* Stated problem
Write the material out again in full, exactly.

* Provided records
▶
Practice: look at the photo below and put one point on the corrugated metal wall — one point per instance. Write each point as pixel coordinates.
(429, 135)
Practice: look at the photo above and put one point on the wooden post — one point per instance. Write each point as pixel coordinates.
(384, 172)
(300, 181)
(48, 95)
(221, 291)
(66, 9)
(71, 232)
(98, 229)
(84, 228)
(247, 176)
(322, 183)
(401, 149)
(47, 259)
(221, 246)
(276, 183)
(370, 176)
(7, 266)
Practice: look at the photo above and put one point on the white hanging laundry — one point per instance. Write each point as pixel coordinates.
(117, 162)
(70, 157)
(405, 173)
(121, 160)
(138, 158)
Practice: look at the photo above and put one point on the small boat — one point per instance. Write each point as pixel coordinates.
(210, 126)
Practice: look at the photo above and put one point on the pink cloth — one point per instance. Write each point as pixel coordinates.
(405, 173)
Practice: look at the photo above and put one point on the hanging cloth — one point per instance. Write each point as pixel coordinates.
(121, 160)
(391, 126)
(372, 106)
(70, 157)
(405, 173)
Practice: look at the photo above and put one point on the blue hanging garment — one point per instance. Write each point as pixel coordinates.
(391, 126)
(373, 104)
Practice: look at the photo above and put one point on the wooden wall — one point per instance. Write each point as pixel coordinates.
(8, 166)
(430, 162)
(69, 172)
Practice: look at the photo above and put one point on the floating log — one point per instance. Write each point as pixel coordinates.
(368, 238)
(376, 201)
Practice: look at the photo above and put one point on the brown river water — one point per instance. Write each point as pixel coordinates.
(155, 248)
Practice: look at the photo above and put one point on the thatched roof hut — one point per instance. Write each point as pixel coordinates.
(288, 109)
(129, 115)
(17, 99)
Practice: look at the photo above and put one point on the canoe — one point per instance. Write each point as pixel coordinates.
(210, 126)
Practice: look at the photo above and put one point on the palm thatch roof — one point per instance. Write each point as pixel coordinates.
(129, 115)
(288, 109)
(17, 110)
◀
* Result of the task
Practice: look at the photo below and put one point on the corrugated metal wall — one point per instance. Write each point as pixel coordinates.
(429, 135)
Practice: look at the photo above and put one point on the wooden post — one point per instance. Write each point as pixel coordinates.
(384, 172)
(300, 181)
(48, 95)
(221, 291)
(66, 9)
(71, 232)
(98, 229)
(84, 228)
(247, 176)
(322, 183)
(401, 149)
(47, 259)
(221, 246)
(276, 183)
(370, 176)
(7, 266)
Practice: look at the photo above and put one point on the white hanging laundry — one point per instance. Write each point as pixel coordinates.
(117, 162)
(70, 157)
(405, 173)
(121, 160)
(138, 158)
Practice: look at the photo above and put one point on the small boat — one point per instance. Write each point as pixel coordinates.
(210, 126)
Practice: look at the photo above and put one point on the pink cloth — one point per instance. Write each point as pixel coordinates.
(405, 173)
Practice: look at the photo above and put one point on the hanging cloth — one point per instance. Write each point as pixel coordinates.
(121, 160)
(391, 126)
(372, 106)
(70, 157)
(405, 173)
Practice: look at the photo above and put one point on the blue hanging garment — one point per instance. Write each point as pixel coordinates.
(391, 126)
(373, 104)
Practice: look at the photo above and put one point on the wooden wall — one point per instance. Write each point as pixel coordinates.
(8, 166)
(430, 162)
(69, 172)
Practice: look at the photo above and put one point on the floating log — one point per instance. Write each point as pixel coordinates.
(368, 238)
(376, 201)
Practice: look at the photo above and put one point on the brown river water — one point per instance. Write each point as pixel coordinates.
(155, 248)
Practice: look at the photo above and put one point on the thatched roof hut — one point per instance. Write each point as pixel coordinates.
(288, 109)
(129, 115)
(17, 99)
Practice: look at the photo above and put one point on the canoe — one point per instance. Write each point as pixel coordinates.
(210, 126)
Practice: look at the photo above and put one point on the palm thatch roof — one point per instance. Write each point as pixel coordinates.
(129, 115)
(288, 109)
(17, 110)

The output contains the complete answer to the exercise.